— BEGIN EXTRACTED RECORDS —

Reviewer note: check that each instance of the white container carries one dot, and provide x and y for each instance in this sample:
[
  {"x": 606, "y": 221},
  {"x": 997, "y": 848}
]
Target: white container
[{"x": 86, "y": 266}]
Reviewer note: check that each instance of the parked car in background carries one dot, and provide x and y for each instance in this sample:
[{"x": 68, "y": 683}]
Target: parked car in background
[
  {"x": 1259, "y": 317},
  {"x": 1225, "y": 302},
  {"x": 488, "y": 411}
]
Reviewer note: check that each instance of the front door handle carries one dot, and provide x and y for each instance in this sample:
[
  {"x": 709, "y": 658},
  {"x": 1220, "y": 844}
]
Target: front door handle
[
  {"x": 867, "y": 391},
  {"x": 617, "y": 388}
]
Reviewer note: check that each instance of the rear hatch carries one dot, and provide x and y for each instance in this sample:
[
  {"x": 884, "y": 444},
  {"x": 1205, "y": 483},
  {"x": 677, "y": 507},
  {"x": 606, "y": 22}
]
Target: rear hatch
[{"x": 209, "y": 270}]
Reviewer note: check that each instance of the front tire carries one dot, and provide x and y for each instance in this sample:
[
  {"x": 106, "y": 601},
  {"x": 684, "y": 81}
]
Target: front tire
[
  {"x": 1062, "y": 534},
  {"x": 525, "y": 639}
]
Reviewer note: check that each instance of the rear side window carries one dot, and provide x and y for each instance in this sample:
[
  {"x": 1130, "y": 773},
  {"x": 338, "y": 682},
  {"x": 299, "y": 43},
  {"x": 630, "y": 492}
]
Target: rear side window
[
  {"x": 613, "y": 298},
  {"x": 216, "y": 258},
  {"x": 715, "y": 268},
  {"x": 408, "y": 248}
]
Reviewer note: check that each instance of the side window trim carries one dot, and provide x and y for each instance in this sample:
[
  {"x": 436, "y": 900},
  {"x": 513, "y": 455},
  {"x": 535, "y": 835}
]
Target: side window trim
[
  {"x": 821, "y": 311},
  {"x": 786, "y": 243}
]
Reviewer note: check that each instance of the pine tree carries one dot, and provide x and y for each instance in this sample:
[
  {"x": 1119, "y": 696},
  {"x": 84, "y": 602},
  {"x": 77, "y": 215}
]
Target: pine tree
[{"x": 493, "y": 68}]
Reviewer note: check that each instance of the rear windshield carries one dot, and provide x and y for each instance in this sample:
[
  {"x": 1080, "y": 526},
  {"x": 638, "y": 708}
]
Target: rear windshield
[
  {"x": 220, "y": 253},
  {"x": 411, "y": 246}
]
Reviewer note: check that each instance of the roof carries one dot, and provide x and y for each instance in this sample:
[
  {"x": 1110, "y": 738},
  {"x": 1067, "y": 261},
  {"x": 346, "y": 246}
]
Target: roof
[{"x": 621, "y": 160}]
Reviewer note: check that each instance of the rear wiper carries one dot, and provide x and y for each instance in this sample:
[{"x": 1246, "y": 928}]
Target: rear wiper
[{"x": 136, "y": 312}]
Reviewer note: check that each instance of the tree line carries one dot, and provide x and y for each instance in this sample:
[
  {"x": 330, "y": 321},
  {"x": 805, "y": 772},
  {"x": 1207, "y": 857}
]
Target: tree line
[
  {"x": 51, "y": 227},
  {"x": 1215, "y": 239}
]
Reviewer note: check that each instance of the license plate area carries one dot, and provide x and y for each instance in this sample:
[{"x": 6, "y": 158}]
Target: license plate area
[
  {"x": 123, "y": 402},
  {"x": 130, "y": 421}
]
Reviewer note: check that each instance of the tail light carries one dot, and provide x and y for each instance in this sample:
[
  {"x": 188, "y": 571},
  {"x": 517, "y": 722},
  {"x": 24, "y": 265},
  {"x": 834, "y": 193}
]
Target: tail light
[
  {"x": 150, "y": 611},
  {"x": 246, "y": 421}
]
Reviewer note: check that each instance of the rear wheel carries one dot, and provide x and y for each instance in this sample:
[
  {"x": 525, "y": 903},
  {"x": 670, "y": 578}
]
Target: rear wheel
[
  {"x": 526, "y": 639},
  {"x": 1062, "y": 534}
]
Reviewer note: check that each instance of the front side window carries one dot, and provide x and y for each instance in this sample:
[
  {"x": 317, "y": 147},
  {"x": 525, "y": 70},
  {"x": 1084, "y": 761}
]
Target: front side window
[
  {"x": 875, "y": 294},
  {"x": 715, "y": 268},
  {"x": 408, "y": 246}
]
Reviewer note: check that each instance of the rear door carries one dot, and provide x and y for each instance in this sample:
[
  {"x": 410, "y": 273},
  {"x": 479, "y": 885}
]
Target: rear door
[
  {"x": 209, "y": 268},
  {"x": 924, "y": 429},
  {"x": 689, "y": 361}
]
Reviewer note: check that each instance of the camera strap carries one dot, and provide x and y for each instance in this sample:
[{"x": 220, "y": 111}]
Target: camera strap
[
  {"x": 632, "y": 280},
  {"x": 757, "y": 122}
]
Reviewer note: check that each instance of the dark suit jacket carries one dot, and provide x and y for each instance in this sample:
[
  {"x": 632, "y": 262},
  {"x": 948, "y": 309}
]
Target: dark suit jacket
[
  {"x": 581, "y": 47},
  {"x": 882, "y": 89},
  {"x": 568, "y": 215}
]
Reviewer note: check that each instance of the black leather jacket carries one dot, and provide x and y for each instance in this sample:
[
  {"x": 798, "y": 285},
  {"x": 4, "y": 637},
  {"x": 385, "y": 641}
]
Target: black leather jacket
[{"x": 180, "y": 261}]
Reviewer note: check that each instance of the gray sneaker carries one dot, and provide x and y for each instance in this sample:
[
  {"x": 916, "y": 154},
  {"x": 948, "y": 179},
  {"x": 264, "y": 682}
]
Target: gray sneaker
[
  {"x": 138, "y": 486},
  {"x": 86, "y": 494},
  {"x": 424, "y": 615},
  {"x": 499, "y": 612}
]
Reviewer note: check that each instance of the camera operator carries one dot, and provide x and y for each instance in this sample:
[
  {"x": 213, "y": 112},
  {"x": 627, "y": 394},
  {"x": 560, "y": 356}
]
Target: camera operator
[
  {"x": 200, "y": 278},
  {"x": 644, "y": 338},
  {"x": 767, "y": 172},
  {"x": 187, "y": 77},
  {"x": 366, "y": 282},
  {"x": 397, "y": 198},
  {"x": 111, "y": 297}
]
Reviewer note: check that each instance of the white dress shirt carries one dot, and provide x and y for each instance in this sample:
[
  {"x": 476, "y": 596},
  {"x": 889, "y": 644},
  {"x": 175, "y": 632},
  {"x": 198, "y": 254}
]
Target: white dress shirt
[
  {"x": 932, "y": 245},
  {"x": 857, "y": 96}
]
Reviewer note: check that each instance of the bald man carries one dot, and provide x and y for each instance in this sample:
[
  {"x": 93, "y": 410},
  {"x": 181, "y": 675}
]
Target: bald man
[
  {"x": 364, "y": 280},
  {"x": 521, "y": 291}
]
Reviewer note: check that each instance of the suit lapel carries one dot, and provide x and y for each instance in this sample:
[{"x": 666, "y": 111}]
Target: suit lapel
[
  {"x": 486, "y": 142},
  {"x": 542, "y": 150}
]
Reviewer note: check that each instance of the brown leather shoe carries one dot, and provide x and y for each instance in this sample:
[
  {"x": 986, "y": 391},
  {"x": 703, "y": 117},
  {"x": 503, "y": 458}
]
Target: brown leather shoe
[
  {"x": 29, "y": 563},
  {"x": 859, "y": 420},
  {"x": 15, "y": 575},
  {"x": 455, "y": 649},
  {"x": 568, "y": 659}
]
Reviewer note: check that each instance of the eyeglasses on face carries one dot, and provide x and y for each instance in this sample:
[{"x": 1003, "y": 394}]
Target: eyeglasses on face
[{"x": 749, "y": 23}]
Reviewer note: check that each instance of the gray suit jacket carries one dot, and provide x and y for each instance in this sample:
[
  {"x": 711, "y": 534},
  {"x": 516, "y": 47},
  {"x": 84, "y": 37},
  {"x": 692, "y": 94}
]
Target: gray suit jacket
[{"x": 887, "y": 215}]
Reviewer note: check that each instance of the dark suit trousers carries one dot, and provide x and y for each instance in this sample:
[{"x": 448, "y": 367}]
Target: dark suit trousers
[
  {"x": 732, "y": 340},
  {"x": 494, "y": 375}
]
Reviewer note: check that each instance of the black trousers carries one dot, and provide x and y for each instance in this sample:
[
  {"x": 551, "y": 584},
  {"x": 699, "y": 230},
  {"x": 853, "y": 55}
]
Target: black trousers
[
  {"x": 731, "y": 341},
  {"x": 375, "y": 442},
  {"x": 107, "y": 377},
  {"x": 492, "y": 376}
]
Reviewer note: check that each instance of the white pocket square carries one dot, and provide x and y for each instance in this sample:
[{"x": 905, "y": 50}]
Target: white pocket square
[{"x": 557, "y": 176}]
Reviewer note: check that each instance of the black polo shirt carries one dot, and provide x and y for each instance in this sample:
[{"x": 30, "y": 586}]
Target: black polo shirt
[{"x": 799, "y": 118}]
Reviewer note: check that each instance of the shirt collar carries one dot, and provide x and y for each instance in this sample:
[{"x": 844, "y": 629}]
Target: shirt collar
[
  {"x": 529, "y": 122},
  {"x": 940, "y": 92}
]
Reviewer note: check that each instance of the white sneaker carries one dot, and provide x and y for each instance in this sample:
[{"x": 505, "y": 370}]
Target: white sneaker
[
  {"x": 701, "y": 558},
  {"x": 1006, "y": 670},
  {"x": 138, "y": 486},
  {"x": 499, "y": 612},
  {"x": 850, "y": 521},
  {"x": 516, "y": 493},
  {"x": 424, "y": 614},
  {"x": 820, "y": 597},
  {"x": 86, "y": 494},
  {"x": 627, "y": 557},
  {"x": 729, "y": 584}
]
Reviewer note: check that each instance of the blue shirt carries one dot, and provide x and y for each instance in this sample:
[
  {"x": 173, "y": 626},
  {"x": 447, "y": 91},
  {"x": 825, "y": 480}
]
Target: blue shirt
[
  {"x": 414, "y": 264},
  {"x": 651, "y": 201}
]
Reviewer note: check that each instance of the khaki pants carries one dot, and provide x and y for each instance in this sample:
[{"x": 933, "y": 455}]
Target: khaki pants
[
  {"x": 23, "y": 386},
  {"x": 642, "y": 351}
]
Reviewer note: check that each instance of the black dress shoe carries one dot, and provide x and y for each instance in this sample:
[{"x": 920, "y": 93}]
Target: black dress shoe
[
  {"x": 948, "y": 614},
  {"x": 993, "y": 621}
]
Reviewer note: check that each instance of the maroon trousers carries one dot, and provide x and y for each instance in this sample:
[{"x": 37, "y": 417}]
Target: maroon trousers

— END EXTRACTED RECORDS —

▸ WHAT YOU WILL DO
The lines to quote run from the one containing "Reviewer note: check that each instance of the khaki" through the final line of the material above; please give them exactly, both ends included, and nothing else.

▸ RESULT OF THIS EXERCISE
Reviewer note: check that each instance of the khaki pants carries one dot, and provide x and y for each instance in this sample:
[{"x": 933, "y": 455}]
Target: khaki pants
[
  {"x": 23, "y": 386},
  {"x": 642, "y": 351}
]
Reviewer note: check that each instance of the black dress shoe carries one dot, and provide x and y for each instance in this sample:
[{"x": 920, "y": 93}]
Target: black dress shoe
[
  {"x": 948, "y": 614},
  {"x": 993, "y": 621}
]
Reviewer note: check that each instance of the maroon trousers carries one dot, and provide x and y for each instance in this sample:
[{"x": 37, "y": 417}]
Target: maroon trousers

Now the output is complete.